## Source text
----

If home sales are tanking, in peak buying season, then the housing collapse is as good as in the bag. Here’s the details…
Just ten days ago, your Lone Ranger here laid out why one should see the barely beginning downturn of the housing market in Seattle as the bellwether for a national housing market bust. Naturally a snowflake or two of criticism landed on my nose to say I knew nothing about real estate. That being the case, look at how the world has changed in so little time to catch up with me. An idea that you may have read here first is now mainstream news in every housing fact being reported across the nation and around the world.
The Seattle slump
Let’s start with Bloomberg’s article that came out two days ago since Bloomberg also now sees Seattle as being an omen for what is developing nationally:
“The U.S. Housing Market Looks Headed for Its Worst Slowdown in Years” Sellers were getting jumpy, even here in the hottest of markets. Homes that should have vanished in days were sitting on the market for weeks…. The U.S. housing market — particularly in cutthroat areas like Seattle, Silicon Valley and Austin, Texas — appears to be headed for the broadest slowdown in years. Buyers are getting squeezed by rising mortgage rates and by prices climbing about twice as fast as incomes, and there’s only so far they can stretch.
That, of course, has been my own argument as to why the housing market would resume its collapse this summer. (As regular readers will recall, I predicted last summer that a collapse that had begun would be delayed due to all the hurricanes and wildfires, which destroyed over half a million houses. Subsequently, I showed how the housing market ramped up right after that season of storms for about three months and then began to decline again, and I said the decline would become a collapse by the end of this summer. Now here we are already seeing it rapidly build.)
With incomes certain to remain flat (as they did) and mortgage rates certain to rise due to the Federal Reserve’s quantitative tightening (as they did), predicting a housing-market collapse for this summer seemed as easy as it was in 2007 to me. Yet, almost no one was seeing it … until now.
“This could be the very beginning of a turning point,” said Robert Shiller, a Nobel Prize-winning economist who is famed for warning of the dot-com and housing bubbles…. A slew of figures released this week gives ample evidence of at least a cooling. Existing-home sales dropped in June for a third straight month. Purchases of new homes are at their slowest pace in eight months. Inventory, which plunged for years, has begun to grow again as buyers move to the sidelines, sapping the fuel for surging home values. Prices for existing homes climbed 6.4 percent in May, the smallest year-over-year gain since early 2017, and have gained the least over three months since 2012….
So, if you wouldn’t take it from me, there is Bloomberg and even Robert Shiller now saying this looks like the turning point in the housing market. But let’s not stop there because the media abounded with stories about a turn in housing since I wrote on the subject.

----

## Material provided
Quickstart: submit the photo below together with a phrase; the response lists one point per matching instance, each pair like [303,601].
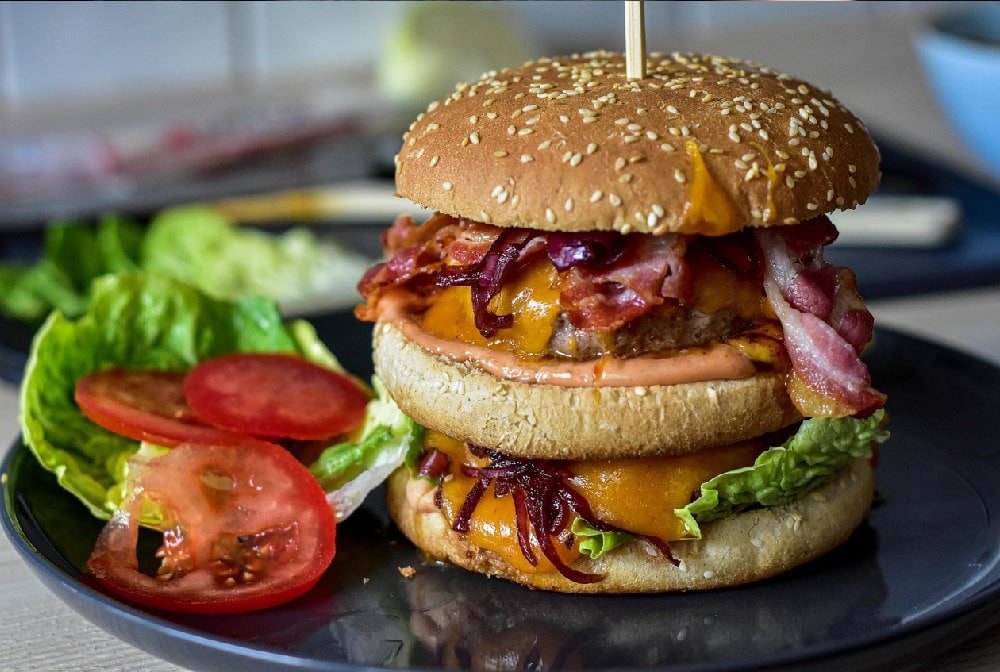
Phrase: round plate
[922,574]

----

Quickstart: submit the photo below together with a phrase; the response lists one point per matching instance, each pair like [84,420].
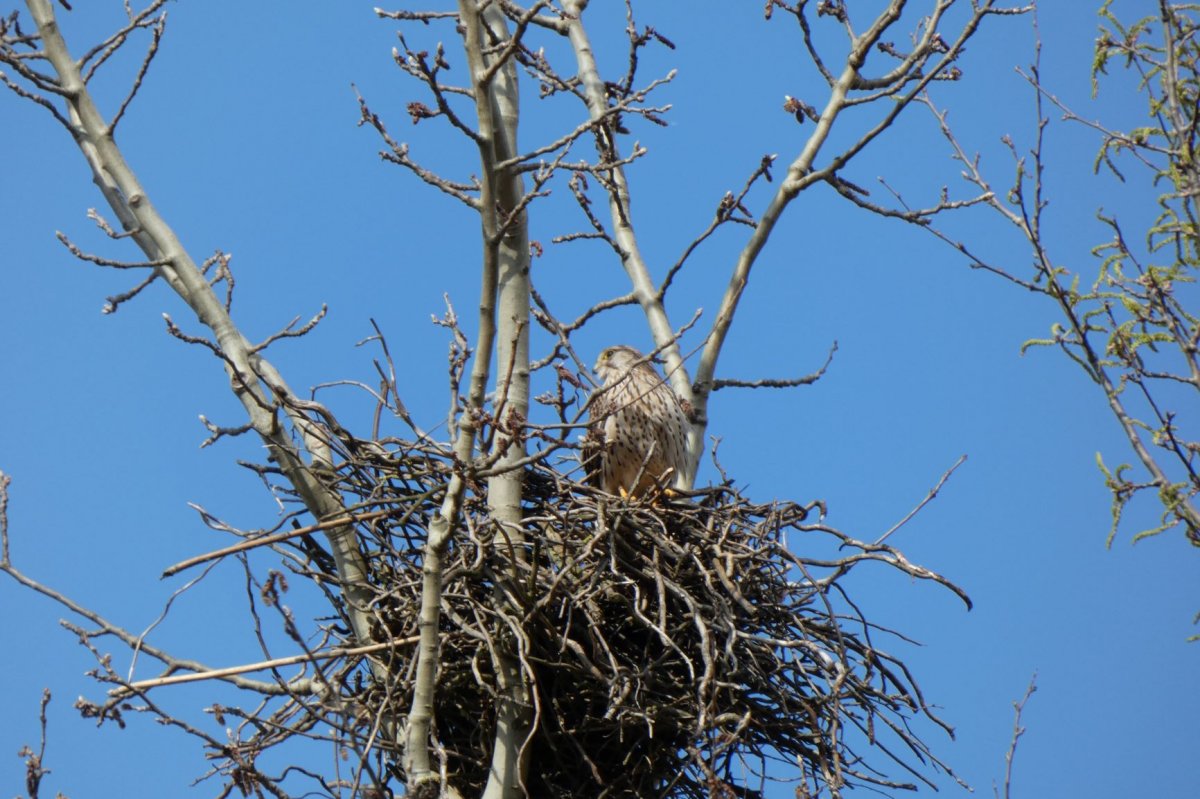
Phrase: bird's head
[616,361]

----

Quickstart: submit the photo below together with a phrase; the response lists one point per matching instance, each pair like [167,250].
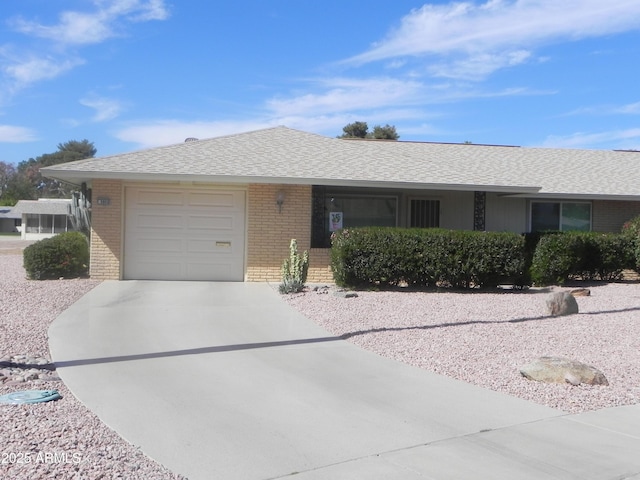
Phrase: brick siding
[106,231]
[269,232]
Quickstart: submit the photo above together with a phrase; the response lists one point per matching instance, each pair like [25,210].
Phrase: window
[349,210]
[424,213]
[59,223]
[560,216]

----

## Set problem 1
In the housing market article, how much did prices for existing homes climb in May?
## Set problem 2
Reproduce the passage of the housing market article between "With incomes certain" and "it … until now.", inclusive.
The listing is separate material with no connection to the housing market article.

## Task result 1
They climbed 6.4 percent.

## Task result 2
With incomes certain to remain flat (as they did) and mortgage rates certain to rise due to the Federal Reserve’s quantitative tightening (as they did), predicting a housing-market collapse for this summer seemed as easy as it was in 2007 to me. Yet, almost no one was seeing it … until now.